-- start of Recorded data --

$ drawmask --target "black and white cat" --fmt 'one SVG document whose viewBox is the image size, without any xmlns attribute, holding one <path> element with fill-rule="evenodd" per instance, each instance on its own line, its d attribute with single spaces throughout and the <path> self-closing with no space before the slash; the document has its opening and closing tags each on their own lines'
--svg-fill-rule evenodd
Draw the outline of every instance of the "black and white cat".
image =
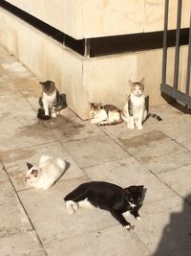
<svg viewBox="0 0 191 256">
<path fill-rule="evenodd" d="M 79 185 L 64 200 L 69 214 L 74 214 L 78 207 L 88 203 L 109 211 L 125 229 L 130 230 L 134 226 L 125 220 L 123 214 L 129 211 L 137 220 L 140 220 L 138 209 L 142 204 L 143 190 L 143 186 L 123 189 L 113 183 L 91 181 Z"/>
<path fill-rule="evenodd" d="M 136 82 L 130 80 L 129 83 L 131 87 L 131 93 L 127 98 L 127 102 L 121 113 L 123 121 L 127 123 L 127 128 L 134 128 L 136 126 L 138 129 L 142 129 L 143 122 L 150 116 L 156 118 L 158 121 L 161 121 L 162 119 L 159 116 L 148 113 L 146 109 L 144 79 Z"/>
<path fill-rule="evenodd" d="M 100 126 L 117 125 L 122 122 L 121 110 L 113 105 L 90 104 L 91 124 Z"/>
<path fill-rule="evenodd" d="M 60 158 L 42 155 L 38 166 L 27 163 L 25 181 L 38 189 L 50 188 L 64 173 L 66 162 Z"/>
<path fill-rule="evenodd" d="M 40 108 L 37 117 L 48 120 L 56 117 L 59 111 L 66 106 L 66 97 L 60 94 L 53 81 L 46 81 L 42 84 L 42 96 L 39 98 Z"/>
</svg>

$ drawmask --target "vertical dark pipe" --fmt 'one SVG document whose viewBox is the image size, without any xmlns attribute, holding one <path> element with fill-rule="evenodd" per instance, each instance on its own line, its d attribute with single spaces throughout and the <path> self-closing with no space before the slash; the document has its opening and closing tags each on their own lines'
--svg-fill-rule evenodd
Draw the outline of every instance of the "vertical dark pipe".
<svg viewBox="0 0 191 256">
<path fill-rule="evenodd" d="M 163 84 L 166 82 L 168 6 L 169 6 L 169 0 L 165 0 L 164 31 L 163 31 L 163 53 L 162 53 L 162 75 L 161 75 L 161 82 Z"/>
<path fill-rule="evenodd" d="M 90 39 L 89 38 L 85 38 L 85 53 L 84 56 L 85 57 L 90 57 Z"/>
<path fill-rule="evenodd" d="M 181 23 L 181 0 L 178 0 L 177 32 L 176 32 L 176 51 L 174 67 L 174 88 L 178 89 L 179 60 L 180 60 L 180 32 Z"/>
<path fill-rule="evenodd" d="M 190 67 L 191 67 L 191 13 L 190 13 L 190 30 L 189 30 L 189 40 L 188 40 L 188 62 L 187 62 L 186 91 L 185 91 L 186 95 L 189 95 Z"/>
</svg>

-- end of Recorded data --

● **What needs to be done**: Locate every line of the listing above that contains the string "outline", matching case exactly, and copy each such line in full.

● **Full answer**:
Draw the outline of every instance of the "black and white cat".
Draw the outline of every instance of the "vertical dark pipe".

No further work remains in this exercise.